◆ Description of the task
Repeat the records verbatim and leave the pictures out of your copy.

---- The input

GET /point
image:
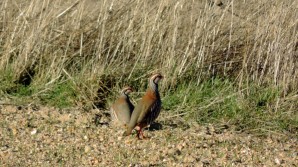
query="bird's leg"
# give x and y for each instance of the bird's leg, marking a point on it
(140, 133)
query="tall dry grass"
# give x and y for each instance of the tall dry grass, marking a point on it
(108, 43)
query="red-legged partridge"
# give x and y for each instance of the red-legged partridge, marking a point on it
(147, 109)
(122, 108)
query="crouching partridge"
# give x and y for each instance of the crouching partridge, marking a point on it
(122, 108)
(147, 109)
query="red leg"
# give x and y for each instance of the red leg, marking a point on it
(140, 133)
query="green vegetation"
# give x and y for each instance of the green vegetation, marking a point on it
(70, 53)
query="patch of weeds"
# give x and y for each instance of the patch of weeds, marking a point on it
(61, 95)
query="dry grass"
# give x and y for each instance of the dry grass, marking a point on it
(84, 40)
(70, 52)
(234, 64)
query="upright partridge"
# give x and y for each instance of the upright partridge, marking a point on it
(122, 108)
(147, 109)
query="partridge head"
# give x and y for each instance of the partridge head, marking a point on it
(122, 108)
(147, 109)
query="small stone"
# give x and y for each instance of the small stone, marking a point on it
(87, 149)
(277, 161)
(33, 132)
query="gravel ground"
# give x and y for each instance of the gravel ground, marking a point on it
(43, 136)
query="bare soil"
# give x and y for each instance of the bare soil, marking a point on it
(43, 136)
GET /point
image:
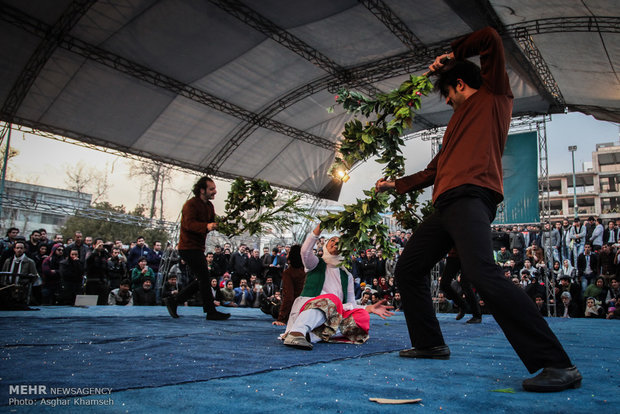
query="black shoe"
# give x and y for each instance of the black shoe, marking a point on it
(435, 352)
(554, 380)
(217, 316)
(171, 305)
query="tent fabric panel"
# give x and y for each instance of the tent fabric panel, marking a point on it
(260, 76)
(350, 38)
(300, 166)
(582, 76)
(185, 130)
(105, 18)
(19, 52)
(44, 10)
(192, 39)
(101, 102)
(258, 149)
(291, 14)
(431, 21)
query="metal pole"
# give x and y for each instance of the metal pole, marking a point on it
(572, 149)
(4, 165)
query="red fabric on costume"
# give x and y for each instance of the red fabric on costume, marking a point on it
(360, 316)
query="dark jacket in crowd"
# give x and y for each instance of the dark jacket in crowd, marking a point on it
(143, 297)
(71, 271)
(97, 265)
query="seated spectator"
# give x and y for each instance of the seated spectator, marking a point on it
(97, 282)
(597, 290)
(535, 288)
(567, 308)
(228, 295)
(257, 289)
(51, 275)
(574, 288)
(122, 295)
(140, 273)
(613, 294)
(271, 306)
(593, 309)
(117, 268)
(171, 287)
(525, 277)
(517, 258)
(293, 279)
(444, 305)
(385, 292)
(527, 265)
(365, 299)
(568, 270)
(145, 295)
(71, 277)
(243, 294)
(556, 271)
(215, 291)
(39, 256)
(397, 302)
(137, 252)
(535, 253)
(541, 305)
(503, 256)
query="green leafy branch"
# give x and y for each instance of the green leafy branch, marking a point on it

--------

◆ Expected answer
GET /point
image:
query="bird's leg"
# give x and y for each instance of the bird's leg, marking a point on it
(140, 133)
query="tall dry grass"
# give x and y for each instance of the tall dry grass, marking a point on it
(108, 43)
query="red-legged partridge"
# give x and y for each instance of the red-legged partridge, marking a point on it
(147, 109)
(122, 108)
query="crouching partridge"
# give x and y for each instance of the crouching partridge, marking a point on it
(122, 108)
(147, 109)
query="red leg"
# give x and y for each instance of the red leg, marking a point on it
(140, 133)
query="green vegetation"
# give x and y for each instance of the green vegetation, marking a point on it
(70, 53)
query="patch of weeds"
# give x and y for each instance of the patch of weeds, marking a point on it
(61, 95)
query="dry grass"
# give x and y for each instance of the dry grass, marking a point on it
(84, 40)
(70, 52)
(234, 64)
query="upright partridge"
# give x and y for each instance of the upright partridge, marking a point on it
(122, 108)
(147, 109)
query="partridge head"
# give x and y for each instance of the partridge head, marking a point on it
(122, 108)
(147, 109)
query="small stone"
# give x and y for each instance of the small stone, marking a point on it
(87, 149)
(277, 161)
(33, 132)
query="gravel ground"
# give x and y for each instance of the gravel ground, marking a point on it
(43, 136)
query="bare soil"
# give x and y for each instance of the bare soil, marking a point on it
(43, 136)
GET /point
image:
query="black shoe"
# give x and y for each instance of the black shoe, marking a point on it
(435, 352)
(554, 380)
(217, 316)
(171, 305)
query="tent fabric panel"
# give x and y for each instance of the tent fabric panel, marking a point on it
(260, 76)
(350, 38)
(300, 166)
(582, 76)
(185, 130)
(105, 18)
(19, 52)
(44, 10)
(192, 39)
(101, 102)
(258, 149)
(291, 14)
(431, 21)
query="metal pole"
# give x and y for each instance of the metal pole, marking a point on it
(572, 149)
(4, 165)
query="red fabric on costume"
# give x and y for each instance of the red fabric on costume, marking a point on it
(360, 316)
query="dark jacket in crowd"
# give x and y for each instance of the dark jacket in crowd, marking a point on it
(143, 297)
(71, 271)
(97, 265)
query="seated spectator"
# give x and y for each instance of the seated spectator, marking a point on it
(97, 282)
(597, 290)
(535, 288)
(567, 308)
(228, 295)
(257, 289)
(51, 275)
(574, 288)
(122, 295)
(140, 273)
(613, 294)
(271, 306)
(593, 309)
(117, 268)
(171, 287)
(525, 277)
(517, 258)
(293, 279)
(444, 305)
(385, 292)
(527, 265)
(365, 299)
(568, 270)
(145, 295)
(71, 277)
(243, 294)
(556, 271)
(215, 291)
(39, 256)
(397, 302)
(137, 252)
(535, 253)
(541, 305)
(503, 256)
query="green leafy branch"
# give x and y for each instance of the green leafy branch, marking a point on it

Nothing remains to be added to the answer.